Текст страницы →
· · ·

Маска на живом лице
В цирке часто спорят: нужен ли артистам второй номер? — Да. Это интересно. И для артиста, и для зрителя, — говорят одни.
Ванда и Валент Ивановы
— Нет, второй номер не нужен. Зрителям скучно, если каждый артист будет появляться на арене дважды. И зачем исполнителю растрачивать силы на два номера? Эффектнее в одном показать все свое мастерство,— возражают другие.
Две полюсные точки зрения уживаются мирно. Кто-то, сделав новый номер, снова сменяет его; у других — трогательная верность единственному созданию. Ну, а все-таки, нужны ли вторые номера? Для циркового артиста в номере заключены смысл бытия, цель существования. Вселенная умещается на пятачке манежа. К дебюту готовятся самозабвенно. И когда вожделенный номер выпущен, обкатан, артист словно упирается в стену. Вся нерастраченная энергия его устремляется в иное русло реки, текущей через большие города, а готовый, одобренный номер может стать бессрочной увольнительной от творчества.
— Как, разве это не творчество, когда мы, волнуясь, ежедневно выходим на залитую светом арену? А настроение? А ответственность перед зрителем?
— А где ее нет?
— А наш пот, которым полит манеж?
— Ну что ж, и добросовестный дворник проливает пот. Однако это все-таки не творчество.
Честные труженики, они путают творчество с добросовестностью. И этой добросовестности зрители аплодируют щедро, не подозревая, что их слегка надули. Милая непринужденность, с какой им преподнесен «экспромт», уже празднует свое двадцатилетие. У каждого актера своя любимая роль, своя песня. Но даже не попробовать спеть другую? На этом завершим отходную успокоенности. Теперь во здравие творцов. К чести артистов, многие хотят испытать себя не в одном номере и не в одном жанре. И, дебютировав, они отважно устремляются к новому, переходят из жанра в жанр, выступают в двух номерах.
Когда диктует фантазия — это искусство, это поэзия. Но есть еще и проза: повздорил с партнерами — ушел в новую труппу. Или возраст приговорил — прыгун надел клоунскую маску, порхавшая под куполом гимнастка стала выводить дрессированных собак. И наконец — семейные узы. Влюбленные бросают свои труппы и увековечивают свои чувства созданием общего номера. Так появляются вторые номера. Обидно только, когда мучительно-счастливые дети музы и плоды откровенного приспособленчества названы одинаково — новый номер. Важно решить, нужны ли вторые номера и какие именно?
Для отчета подсчитывают, сколько за год было выпущено номеров, аттракционов. Но каких именно номеров? Любопытно, что большинство из тех, кто за последние десять лет рапортовал о победах, перешли из жанра в жанр, обогатились трюки. Но мало кто из акробатов и гимнастов создал в облюбованном ими жанре новое, принципиально новое. Странно, не правда ли? Между тем за недолгий срок Л. Котова и Ю. Ермолаев, которые щедро дарили нас «школами» и «кабриолетами», выпустили конно-балетную сюиту, а следом — «Березку». Манжелли сменил несколько программ и даже набрался отваги на интерпретацию «Бахчисарайского фонтана». Д. Кострюков обменял «свободу» на союз лошадей и пони в номере «Воротца». Можно продолжить, но не в этом суть. Каждый из них индивидуален — вот что важно.

· · ·

Записи данных →
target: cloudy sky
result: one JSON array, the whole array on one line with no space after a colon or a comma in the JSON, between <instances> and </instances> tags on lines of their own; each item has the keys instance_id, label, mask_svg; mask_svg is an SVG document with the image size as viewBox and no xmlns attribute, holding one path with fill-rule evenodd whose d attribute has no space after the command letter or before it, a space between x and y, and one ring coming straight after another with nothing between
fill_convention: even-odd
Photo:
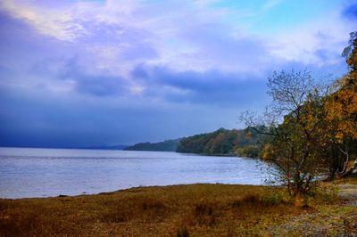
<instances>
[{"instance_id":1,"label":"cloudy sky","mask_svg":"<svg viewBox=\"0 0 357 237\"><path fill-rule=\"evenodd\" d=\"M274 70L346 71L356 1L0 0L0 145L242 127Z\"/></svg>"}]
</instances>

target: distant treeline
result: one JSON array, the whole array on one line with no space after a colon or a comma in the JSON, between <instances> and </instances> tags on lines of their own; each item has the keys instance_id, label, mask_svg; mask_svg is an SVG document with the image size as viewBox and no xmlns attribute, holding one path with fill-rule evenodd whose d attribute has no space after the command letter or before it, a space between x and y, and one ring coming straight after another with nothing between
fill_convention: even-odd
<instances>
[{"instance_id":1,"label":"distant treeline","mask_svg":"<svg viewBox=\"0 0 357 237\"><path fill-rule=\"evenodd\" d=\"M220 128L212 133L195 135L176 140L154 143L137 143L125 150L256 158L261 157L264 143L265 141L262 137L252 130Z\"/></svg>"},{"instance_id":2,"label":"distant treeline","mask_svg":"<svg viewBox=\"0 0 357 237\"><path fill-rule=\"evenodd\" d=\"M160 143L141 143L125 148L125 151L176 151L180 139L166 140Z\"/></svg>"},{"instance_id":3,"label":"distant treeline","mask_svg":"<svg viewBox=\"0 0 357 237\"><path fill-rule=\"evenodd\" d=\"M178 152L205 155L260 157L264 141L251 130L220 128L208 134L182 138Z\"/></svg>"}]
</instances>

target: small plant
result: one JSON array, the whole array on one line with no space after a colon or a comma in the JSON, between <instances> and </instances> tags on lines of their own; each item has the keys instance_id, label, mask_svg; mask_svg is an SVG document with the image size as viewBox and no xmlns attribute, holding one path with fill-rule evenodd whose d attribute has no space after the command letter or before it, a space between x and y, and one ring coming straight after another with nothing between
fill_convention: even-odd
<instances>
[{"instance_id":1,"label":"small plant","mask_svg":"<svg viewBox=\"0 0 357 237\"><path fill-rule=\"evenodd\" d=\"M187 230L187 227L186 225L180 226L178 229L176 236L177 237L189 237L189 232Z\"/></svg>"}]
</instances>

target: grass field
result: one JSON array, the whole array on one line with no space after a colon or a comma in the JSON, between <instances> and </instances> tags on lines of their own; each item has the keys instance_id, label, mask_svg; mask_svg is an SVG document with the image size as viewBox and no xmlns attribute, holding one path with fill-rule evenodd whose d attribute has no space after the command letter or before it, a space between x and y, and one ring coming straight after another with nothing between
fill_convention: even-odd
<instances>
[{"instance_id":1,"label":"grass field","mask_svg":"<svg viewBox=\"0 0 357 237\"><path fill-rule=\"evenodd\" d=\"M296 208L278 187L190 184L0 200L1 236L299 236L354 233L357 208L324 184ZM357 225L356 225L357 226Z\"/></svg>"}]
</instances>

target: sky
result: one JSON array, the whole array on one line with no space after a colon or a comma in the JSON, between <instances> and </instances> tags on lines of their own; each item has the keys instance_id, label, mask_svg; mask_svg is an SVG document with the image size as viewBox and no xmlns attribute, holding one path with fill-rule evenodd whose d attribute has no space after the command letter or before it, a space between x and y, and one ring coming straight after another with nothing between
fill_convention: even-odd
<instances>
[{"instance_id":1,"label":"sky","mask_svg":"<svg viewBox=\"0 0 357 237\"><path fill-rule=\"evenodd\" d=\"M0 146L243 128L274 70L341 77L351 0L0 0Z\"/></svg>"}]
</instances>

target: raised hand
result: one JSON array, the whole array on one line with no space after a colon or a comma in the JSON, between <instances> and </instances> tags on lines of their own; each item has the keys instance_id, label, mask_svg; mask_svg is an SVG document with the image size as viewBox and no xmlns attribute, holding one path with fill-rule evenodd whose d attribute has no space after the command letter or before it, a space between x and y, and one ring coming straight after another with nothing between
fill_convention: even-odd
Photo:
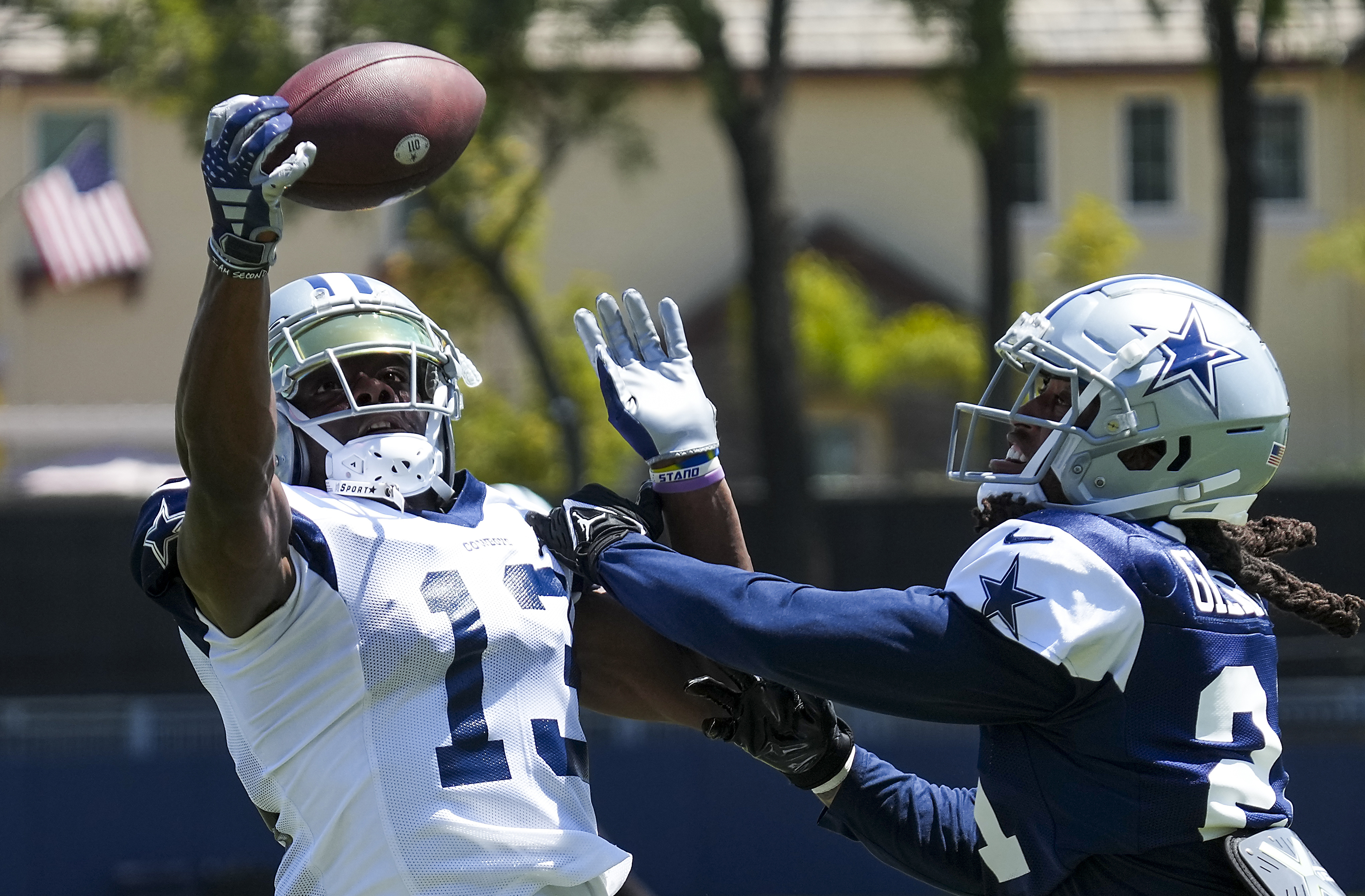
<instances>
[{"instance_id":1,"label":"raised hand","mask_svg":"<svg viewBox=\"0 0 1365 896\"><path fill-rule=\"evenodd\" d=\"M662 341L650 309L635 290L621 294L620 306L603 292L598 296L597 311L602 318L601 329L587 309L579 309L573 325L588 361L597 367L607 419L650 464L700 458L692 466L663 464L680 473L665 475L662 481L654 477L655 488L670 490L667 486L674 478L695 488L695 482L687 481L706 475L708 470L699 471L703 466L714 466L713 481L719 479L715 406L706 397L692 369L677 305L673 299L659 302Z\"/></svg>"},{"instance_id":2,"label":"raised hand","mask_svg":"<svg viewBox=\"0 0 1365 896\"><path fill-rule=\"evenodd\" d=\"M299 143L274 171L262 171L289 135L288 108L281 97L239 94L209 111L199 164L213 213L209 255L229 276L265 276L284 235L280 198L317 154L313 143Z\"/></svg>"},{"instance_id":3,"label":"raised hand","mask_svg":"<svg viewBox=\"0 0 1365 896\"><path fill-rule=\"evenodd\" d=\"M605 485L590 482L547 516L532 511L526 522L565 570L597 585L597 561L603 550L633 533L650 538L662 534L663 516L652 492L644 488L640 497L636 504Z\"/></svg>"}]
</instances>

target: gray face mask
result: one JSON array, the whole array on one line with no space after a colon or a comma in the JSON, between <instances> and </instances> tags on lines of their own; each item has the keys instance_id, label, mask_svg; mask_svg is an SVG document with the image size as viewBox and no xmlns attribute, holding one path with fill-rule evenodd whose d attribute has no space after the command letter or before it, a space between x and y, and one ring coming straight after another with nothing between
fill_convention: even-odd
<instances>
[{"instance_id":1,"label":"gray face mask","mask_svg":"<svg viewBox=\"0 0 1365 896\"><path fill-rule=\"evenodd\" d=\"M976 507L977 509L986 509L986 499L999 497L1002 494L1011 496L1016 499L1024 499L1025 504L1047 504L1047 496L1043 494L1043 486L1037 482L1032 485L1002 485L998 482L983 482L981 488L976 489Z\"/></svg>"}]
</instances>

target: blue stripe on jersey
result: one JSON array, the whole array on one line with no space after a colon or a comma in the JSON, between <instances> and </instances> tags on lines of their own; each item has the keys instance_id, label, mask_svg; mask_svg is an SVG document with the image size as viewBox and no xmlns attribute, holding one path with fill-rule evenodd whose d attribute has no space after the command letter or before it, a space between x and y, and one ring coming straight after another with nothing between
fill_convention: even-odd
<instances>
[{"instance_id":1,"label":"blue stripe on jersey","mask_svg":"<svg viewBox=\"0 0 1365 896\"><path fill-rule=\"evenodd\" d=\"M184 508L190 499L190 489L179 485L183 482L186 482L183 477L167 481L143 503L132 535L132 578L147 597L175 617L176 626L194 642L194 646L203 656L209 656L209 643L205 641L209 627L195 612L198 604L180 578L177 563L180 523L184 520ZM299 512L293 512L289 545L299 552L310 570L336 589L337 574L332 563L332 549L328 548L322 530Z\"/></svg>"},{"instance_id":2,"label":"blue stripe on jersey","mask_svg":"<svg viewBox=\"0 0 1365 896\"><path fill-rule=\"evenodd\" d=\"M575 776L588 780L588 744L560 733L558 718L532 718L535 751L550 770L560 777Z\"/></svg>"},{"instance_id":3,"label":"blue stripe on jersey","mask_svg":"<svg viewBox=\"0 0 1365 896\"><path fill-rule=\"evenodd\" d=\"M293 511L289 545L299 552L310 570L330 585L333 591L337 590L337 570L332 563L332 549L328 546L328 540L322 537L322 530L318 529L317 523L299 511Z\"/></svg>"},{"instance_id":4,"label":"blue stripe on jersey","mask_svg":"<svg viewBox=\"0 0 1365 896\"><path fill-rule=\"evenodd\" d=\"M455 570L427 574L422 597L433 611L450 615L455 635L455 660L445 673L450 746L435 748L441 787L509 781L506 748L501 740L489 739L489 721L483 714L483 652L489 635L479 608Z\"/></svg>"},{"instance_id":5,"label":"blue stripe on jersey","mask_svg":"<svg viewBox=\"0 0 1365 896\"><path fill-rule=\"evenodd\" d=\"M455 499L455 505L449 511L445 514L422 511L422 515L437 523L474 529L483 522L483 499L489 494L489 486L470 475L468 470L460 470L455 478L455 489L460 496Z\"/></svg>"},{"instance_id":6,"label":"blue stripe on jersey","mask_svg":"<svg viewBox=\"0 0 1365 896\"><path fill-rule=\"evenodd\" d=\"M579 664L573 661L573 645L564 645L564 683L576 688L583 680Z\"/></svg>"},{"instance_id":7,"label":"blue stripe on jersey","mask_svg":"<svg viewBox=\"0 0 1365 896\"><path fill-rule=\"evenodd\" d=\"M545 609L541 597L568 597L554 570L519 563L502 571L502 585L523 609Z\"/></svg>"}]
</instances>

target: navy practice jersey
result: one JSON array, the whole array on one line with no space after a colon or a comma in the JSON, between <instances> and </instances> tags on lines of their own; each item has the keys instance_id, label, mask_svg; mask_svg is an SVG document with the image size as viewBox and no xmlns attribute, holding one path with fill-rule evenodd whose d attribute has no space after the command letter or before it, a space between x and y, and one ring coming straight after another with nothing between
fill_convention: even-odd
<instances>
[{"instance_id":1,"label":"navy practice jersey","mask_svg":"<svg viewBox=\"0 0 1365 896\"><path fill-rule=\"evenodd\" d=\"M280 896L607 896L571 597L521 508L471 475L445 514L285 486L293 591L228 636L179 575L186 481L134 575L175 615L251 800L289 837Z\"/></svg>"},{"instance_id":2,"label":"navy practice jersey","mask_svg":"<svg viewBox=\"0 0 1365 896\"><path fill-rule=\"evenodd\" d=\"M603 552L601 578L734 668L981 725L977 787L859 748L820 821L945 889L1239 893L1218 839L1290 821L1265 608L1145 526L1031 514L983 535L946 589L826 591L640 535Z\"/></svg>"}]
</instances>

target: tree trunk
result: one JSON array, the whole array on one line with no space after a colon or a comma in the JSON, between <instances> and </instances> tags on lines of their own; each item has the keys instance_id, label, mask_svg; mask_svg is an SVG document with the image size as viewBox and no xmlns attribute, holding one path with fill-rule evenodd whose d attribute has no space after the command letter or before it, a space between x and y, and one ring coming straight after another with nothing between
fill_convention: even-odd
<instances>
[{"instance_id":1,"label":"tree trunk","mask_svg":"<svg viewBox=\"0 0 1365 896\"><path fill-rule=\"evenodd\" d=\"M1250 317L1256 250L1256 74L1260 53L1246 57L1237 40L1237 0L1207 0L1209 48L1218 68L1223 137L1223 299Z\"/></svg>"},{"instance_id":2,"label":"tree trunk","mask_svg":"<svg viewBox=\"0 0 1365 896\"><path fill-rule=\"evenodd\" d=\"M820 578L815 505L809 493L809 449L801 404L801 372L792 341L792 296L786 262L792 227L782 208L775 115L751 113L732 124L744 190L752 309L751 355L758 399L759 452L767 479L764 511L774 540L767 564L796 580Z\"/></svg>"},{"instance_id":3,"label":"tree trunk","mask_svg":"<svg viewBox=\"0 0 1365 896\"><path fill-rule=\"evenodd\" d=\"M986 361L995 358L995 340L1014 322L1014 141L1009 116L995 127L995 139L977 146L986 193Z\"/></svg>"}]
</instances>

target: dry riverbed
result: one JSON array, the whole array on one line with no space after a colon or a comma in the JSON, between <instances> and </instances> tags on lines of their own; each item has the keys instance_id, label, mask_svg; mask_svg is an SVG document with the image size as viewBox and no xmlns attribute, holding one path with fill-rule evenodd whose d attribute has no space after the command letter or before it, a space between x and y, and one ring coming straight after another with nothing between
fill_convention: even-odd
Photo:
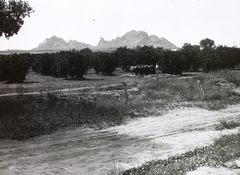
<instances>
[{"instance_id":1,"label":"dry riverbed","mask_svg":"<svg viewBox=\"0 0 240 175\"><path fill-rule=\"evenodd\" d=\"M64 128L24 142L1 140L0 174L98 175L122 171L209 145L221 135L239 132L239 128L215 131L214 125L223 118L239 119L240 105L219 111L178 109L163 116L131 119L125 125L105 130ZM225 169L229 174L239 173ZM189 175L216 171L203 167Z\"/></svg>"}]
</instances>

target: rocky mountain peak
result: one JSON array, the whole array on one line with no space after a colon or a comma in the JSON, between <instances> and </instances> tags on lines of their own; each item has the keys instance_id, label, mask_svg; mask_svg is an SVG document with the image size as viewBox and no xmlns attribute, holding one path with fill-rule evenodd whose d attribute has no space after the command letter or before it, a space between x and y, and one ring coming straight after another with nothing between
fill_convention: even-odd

· · ·

Задания →
**A)** Кто, согласно тексту о цирковых номерах, выпустил конно-балетную сюиту, а следом «Березку»?
**B)** Выведите отрывок текста о цирковых номерах без изменений, начиная со слов «Две полюсные точки» и заканчивая словами «ответственность перед зрителем?».
**C)** Назовите всех артистов, упомянутых в последнем абзаце текста о цирковых номерах.
Список никак не связан с текстом о цирковых номерах.

Ответы к заданиям →
**A)** Л. Котова и Ю. Ермолаев.

**B)**
Две полюсные точки зрения уживаются мирно. Кто-то, сделав новый номер, снова сменяет его; у других — трогательная верность единственному созданию. Ну, а все-таки, нужны ли вторые номера? Для циркового артиста в номере заключены смысл бытия, цель существования. Вселенная умещается на пятачке манежа. К дебюту готовятся самозабвенно. И когда вожделенный номер выпущен, обкатан, артист словно упирается в стену. Вся нерастраченная энергия его устремляется в иное русло реки, текущей через большие города, а готовый, одобренный номер может стать бессрочной увольнительной от творчества.
— Как, разве это не творчество, когда мы, волнуясь, ежедневно выходим на залитую светом арену? А настроение? А ответственность перед зрителем?

**C)** Л. Котова, Ю. Ермолаев, Манжелли, Д. Кострюков.